**YOUR GOAL**
In the records below, find the line containing "Exercise. Tag the tree-covered"; copy exactly that line and all lines after it to the end, and nothing else.
#### MATERIAL PROVIDED
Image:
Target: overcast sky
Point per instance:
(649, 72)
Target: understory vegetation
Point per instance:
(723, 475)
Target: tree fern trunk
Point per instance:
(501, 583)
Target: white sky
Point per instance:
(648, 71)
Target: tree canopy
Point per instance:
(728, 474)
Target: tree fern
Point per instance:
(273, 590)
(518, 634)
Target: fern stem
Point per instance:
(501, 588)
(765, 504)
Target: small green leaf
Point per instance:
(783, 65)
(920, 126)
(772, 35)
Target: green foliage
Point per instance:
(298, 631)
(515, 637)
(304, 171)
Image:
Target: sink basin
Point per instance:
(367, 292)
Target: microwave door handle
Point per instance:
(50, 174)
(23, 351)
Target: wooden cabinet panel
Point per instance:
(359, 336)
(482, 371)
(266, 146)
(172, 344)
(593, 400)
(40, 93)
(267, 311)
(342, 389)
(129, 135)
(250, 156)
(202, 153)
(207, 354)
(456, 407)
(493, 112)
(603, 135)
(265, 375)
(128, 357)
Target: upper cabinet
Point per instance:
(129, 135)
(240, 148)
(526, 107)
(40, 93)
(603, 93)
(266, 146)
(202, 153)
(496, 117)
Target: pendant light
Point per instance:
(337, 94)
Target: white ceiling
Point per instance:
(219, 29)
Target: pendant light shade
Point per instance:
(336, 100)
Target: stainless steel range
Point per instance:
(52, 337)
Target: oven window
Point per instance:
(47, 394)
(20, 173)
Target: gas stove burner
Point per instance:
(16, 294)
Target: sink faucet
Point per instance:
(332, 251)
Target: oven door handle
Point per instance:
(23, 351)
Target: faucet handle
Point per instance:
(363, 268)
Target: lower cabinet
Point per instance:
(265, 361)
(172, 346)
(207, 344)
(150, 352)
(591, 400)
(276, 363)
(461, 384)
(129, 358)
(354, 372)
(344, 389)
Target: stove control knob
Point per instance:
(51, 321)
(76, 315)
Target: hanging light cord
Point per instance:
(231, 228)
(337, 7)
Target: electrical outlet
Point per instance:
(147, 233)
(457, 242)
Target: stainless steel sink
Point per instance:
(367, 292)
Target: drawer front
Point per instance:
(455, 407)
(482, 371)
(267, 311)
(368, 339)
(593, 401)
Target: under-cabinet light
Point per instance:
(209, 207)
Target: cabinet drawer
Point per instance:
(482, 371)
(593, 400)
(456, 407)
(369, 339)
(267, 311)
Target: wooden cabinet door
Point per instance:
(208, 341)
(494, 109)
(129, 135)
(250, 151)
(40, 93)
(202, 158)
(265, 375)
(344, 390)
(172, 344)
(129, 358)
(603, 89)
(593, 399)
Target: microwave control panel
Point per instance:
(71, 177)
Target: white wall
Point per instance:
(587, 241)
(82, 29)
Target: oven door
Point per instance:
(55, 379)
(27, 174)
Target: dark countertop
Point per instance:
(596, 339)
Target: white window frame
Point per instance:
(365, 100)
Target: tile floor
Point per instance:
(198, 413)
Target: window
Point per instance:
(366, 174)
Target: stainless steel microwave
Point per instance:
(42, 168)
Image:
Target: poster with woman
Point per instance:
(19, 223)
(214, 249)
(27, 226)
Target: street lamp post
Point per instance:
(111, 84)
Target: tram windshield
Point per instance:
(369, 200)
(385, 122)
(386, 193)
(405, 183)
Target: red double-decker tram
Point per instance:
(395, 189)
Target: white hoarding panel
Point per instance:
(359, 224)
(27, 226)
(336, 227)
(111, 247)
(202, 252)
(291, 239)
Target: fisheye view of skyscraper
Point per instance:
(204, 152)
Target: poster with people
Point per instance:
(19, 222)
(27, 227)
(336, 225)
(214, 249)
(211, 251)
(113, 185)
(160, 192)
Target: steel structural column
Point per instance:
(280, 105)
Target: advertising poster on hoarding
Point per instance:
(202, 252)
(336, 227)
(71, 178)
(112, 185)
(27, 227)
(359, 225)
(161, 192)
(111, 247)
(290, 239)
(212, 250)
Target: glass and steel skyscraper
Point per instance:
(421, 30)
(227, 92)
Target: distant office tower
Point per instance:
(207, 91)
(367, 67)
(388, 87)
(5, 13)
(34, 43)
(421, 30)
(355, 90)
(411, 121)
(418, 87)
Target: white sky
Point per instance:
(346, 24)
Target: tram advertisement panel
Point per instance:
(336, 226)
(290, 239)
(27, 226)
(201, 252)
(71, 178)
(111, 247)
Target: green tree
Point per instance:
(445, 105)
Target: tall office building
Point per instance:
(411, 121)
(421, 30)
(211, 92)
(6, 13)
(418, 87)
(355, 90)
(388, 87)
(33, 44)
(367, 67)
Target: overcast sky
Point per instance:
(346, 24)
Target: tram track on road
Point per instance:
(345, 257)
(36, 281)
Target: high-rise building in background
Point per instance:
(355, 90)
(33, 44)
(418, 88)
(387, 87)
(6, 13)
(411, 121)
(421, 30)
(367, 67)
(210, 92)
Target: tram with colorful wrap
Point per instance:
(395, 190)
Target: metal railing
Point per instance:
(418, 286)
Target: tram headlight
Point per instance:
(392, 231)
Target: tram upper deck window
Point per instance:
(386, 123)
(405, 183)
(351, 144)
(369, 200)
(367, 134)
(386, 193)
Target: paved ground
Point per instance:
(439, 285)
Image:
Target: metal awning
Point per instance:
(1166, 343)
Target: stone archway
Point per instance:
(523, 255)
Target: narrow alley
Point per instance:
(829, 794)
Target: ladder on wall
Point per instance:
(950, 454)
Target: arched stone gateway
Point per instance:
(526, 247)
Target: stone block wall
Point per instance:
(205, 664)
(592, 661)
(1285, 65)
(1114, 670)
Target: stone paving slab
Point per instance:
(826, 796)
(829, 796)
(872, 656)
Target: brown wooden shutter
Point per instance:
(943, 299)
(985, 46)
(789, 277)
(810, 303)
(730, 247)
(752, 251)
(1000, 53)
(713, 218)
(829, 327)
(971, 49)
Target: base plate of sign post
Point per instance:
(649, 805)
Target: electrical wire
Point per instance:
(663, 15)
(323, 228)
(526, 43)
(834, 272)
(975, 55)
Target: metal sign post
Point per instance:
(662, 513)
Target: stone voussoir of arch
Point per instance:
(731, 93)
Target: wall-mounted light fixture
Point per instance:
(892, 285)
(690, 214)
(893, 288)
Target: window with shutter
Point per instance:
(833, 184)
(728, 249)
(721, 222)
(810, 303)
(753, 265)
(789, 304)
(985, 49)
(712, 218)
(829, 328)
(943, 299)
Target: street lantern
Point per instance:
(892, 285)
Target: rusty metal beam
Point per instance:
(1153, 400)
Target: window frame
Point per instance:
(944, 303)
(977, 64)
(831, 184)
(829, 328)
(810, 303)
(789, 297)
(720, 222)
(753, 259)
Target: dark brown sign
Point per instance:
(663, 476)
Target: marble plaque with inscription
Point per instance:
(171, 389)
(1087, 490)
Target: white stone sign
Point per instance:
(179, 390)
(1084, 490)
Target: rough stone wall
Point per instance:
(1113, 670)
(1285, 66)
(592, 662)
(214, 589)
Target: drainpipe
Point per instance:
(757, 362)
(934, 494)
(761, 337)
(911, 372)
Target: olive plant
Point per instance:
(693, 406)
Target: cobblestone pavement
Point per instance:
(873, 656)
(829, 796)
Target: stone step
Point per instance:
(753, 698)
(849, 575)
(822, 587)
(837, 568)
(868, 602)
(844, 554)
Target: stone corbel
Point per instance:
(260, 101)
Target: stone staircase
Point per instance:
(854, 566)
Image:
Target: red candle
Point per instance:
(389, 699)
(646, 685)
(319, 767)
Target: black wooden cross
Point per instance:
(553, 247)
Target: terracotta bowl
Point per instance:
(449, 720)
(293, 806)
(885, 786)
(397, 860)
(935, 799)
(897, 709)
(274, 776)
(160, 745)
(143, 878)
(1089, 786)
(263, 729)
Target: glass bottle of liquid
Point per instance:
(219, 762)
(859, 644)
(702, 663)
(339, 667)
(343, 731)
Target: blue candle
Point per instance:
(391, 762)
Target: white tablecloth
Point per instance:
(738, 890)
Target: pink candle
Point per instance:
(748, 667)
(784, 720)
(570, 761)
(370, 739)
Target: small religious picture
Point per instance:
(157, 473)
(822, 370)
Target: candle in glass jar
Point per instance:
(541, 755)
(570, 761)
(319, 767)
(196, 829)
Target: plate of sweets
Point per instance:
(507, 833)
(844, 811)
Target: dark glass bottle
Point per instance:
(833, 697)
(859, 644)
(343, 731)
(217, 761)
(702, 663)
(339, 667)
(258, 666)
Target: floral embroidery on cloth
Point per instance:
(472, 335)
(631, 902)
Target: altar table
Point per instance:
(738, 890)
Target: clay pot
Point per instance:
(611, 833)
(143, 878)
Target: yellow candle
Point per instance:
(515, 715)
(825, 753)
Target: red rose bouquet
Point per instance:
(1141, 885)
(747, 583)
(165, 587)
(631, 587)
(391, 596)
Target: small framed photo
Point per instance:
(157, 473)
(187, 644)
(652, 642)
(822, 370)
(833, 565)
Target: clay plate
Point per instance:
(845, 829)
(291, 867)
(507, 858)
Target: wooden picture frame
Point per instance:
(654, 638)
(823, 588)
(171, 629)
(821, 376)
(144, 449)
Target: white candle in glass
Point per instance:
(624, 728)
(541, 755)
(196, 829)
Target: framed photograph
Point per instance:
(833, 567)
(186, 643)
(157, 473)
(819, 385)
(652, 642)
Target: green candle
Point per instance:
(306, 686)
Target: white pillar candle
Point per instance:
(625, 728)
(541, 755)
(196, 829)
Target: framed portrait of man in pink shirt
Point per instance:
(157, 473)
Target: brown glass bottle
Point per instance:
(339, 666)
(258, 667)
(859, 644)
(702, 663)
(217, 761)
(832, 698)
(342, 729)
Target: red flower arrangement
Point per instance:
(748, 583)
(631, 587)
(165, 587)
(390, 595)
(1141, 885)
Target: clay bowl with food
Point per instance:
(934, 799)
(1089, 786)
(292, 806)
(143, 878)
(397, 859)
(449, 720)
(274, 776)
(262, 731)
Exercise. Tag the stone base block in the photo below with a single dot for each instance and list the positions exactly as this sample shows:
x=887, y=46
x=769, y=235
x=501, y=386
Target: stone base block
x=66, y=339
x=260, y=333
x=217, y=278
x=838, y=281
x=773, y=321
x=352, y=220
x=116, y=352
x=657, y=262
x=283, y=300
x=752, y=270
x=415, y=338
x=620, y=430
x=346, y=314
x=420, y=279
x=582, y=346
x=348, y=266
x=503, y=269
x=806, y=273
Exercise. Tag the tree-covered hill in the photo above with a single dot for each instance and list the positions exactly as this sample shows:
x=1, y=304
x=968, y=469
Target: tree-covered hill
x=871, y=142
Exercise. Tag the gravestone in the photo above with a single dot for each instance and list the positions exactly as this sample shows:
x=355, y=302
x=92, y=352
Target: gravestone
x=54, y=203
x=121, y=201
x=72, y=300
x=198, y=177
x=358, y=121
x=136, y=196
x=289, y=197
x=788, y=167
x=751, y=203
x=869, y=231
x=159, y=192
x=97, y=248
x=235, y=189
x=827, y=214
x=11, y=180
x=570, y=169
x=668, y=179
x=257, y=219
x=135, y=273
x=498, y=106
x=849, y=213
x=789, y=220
########
**THE RESULT**
Exercise. Tag the tree-covered hill in the photo above with a single dot for each instance and list the positions exactly as this sample shows:
x=1, y=304
x=968, y=469
Target: tree-covered hill
x=871, y=142
Exercise. Tag the gravestone in the photo above with a single dot for each instance and list the positions exactly as this sample shows:
x=355, y=302
x=92, y=352
Target: gravestone
x=54, y=203
x=121, y=201
x=72, y=300
x=198, y=177
x=358, y=121
x=136, y=196
x=289, y=197
x=788, y=167
x=751, y=203
x=869, y=231
x=159, y=192
x=97, y=248
x=235, y=189
x=827, y=214
x=11, y=180
x=570, y=169
x=668, y=179
x=257, y=219
x=135, y=273
x=498, y=106
x=849, y=213
x=789, y=220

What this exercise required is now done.